== Texte proposé

AGRICULTURE Agriculture et industrialisation
2 Le modèle productiviste triomphant, de l'après-guerre aux années 1980
Dans les trente à quarante années qui suivent la Seconde Guerre mondiale, l'agriculture française connaît des transformations radicales. Pour la première fois de son histoire, à la fin de cette période, la France produit beaucoup plus qu'elle ne peut consommer. La politique agricole, qui, à partir des années 1960, s'inscrit dans le cadre européen, ainsi que la révolution culturelle qu'a représenté le mouvement de la jeunesse agricole catholique (J.A.C.), s'inspirent d'un même paradigme : le progrès technique. Préconisé par les lois d'orientation de 1960 et 1962, favorisé par le crédit, la vulgarisation technique et la réglementation pour l'usage des terres, le modèle de l'exploitation familiale à deux travailleurs à temps complet s'impose. Il va prévaloir longtemps et s'accompagner d'une spécialisation qui se traduit par une dissociation entre culture et élevage, une simplification des successions culturales, un agrandissement des exploitations au détriment de celles qui, ne pouvant suivre le mouvement de modernisation, disparaissent. Les agriculteurs qui restent investissent de plus en plus. Trait marquant de cette période : la progression rapide du moteur agricole. De 1950 à 1969, le nombre de tracteurs passe de 137 000 à 1 200 000 et celui des chevaux régresse de 1 800 000 à 600 000. Tandis qu'elle libère ainsi des surfaces fourragères pour des produits alimentaires, l'agriculture devient de plus en plus dépendante de l'énergie fossile, d'autant que la consommation d'engrais, d'abord, puis de pesticides, ne cesse d'augmenter.

====

▶ **Travail demandé**:
- A) Selon le texte sur le modèle productiviste, à combien s'élève le nombre de tracteurs en 1969 ?
- B) Prolongez le texte sur le modèle productiviste à la suite de sa dernière phrase.

== Items présentés

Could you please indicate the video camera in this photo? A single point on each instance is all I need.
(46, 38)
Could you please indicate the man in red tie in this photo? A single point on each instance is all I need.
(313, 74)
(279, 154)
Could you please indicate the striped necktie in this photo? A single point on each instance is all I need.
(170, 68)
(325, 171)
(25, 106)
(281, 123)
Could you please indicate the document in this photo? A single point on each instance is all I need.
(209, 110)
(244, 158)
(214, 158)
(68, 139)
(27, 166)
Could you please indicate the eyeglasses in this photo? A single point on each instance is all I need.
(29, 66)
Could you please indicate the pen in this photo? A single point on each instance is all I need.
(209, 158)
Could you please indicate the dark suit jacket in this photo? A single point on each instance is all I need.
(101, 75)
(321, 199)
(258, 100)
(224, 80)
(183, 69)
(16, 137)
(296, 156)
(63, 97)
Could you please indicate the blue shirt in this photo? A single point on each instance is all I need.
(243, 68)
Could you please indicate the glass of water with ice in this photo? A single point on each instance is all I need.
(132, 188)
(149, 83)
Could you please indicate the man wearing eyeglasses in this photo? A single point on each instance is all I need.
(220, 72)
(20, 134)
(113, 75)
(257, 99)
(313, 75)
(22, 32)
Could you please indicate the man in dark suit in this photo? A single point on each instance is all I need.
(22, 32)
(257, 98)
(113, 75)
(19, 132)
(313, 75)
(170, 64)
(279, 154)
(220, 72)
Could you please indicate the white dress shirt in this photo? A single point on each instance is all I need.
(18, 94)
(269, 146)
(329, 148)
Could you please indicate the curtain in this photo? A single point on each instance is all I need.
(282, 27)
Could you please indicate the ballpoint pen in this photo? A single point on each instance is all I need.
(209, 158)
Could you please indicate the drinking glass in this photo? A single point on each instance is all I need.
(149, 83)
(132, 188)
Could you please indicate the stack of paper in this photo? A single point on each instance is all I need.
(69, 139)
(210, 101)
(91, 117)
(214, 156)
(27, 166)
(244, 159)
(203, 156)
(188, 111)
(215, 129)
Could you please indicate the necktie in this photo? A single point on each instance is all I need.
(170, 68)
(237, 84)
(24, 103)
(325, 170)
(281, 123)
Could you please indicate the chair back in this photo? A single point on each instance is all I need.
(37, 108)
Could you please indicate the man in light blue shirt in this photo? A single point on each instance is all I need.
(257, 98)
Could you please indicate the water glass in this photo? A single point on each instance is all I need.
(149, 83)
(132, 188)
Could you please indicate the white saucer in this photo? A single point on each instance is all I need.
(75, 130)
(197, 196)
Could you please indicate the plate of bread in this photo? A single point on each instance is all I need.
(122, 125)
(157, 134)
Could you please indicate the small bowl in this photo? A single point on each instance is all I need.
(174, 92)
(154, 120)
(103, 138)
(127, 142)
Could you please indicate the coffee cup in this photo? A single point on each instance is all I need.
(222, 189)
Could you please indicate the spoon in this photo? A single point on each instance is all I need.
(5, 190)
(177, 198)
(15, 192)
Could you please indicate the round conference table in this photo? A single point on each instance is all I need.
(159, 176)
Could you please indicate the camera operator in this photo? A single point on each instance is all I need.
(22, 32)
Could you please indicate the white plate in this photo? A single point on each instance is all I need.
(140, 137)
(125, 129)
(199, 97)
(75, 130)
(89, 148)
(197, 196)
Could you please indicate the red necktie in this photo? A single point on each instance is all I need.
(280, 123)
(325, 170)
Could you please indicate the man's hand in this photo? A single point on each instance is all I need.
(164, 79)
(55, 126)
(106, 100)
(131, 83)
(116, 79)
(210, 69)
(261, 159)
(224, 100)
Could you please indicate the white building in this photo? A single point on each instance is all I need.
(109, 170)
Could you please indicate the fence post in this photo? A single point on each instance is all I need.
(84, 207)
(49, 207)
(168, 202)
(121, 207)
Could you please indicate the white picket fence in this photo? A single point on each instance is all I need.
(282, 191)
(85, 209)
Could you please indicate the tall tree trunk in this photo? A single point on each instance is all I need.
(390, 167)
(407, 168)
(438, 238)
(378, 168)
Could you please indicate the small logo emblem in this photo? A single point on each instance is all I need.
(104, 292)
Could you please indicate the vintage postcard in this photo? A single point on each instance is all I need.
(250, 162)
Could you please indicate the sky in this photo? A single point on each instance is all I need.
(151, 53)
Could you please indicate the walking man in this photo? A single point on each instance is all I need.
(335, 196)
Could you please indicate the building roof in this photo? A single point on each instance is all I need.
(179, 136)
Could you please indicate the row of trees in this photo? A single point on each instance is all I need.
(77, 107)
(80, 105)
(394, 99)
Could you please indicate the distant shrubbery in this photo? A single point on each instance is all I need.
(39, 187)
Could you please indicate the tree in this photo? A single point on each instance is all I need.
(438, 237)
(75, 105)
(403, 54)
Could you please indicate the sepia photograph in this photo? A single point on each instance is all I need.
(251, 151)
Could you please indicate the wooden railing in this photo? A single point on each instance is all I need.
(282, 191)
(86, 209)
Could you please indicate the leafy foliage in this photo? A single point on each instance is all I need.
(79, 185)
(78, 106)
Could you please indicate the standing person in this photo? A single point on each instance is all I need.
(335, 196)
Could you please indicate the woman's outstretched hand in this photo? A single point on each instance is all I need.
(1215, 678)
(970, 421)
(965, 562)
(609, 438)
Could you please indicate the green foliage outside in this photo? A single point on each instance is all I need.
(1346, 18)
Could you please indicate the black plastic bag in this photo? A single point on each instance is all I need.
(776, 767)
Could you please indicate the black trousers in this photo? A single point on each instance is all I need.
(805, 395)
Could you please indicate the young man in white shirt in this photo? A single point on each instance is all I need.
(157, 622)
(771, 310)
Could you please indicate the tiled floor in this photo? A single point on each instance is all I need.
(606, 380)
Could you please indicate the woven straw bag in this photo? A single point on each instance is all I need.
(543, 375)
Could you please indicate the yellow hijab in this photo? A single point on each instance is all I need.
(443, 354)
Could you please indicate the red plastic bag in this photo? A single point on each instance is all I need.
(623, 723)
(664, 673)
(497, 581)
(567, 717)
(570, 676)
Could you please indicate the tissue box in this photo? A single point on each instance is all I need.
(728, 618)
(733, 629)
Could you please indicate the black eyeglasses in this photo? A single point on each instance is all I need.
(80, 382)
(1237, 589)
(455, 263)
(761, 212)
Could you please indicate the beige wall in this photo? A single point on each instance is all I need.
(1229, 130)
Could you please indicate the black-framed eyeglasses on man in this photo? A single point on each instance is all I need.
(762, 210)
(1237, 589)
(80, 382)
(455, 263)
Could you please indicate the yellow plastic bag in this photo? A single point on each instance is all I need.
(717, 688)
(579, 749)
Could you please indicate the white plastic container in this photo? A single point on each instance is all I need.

====

▶ **Réponses dans l'ordre**:
- A) Il atteint 1 200 000 tracteurs.

- B)
Territoire cultivé
Le territoire agricole évolue. La superficie des terres cultivées se maintient jusqu'en 1960 pour répondre aux besoins croissants de production alimentaire, mais régresse régulièrement à partir de cette date, l'habitat et les infrastructures routières grignotant pas à pas du terrain, près des villes, tandis que, loin d'elles, progressent les bois. Les céréales connaissent une expansion continue ; ce secteur, qui bénéficie du soutien des pouvoirs publics et d'une bonne organisation professionnelle, sait, plus que les autres, adopter les techniques les plus productives (semences sélectionnées, fertilisation, mécanisation, pesticides). Pour le maïs et l'orge s'ouvrent de nouveaux débouchés : transformés industriellement, ils prennent une part croissante dans l'alimentation des animaux et la surface qui leur est consacrée s'accroît, tandis que l'avoine et le seigle suivent la disparition des chevaux. Les prairies qui, en début de période, ont augmenté pour satisfaire la forte demande de produits animaux, régressent quand les céréales et des compléments protéiques importés prennent une part croissante dans l'alimentation animale.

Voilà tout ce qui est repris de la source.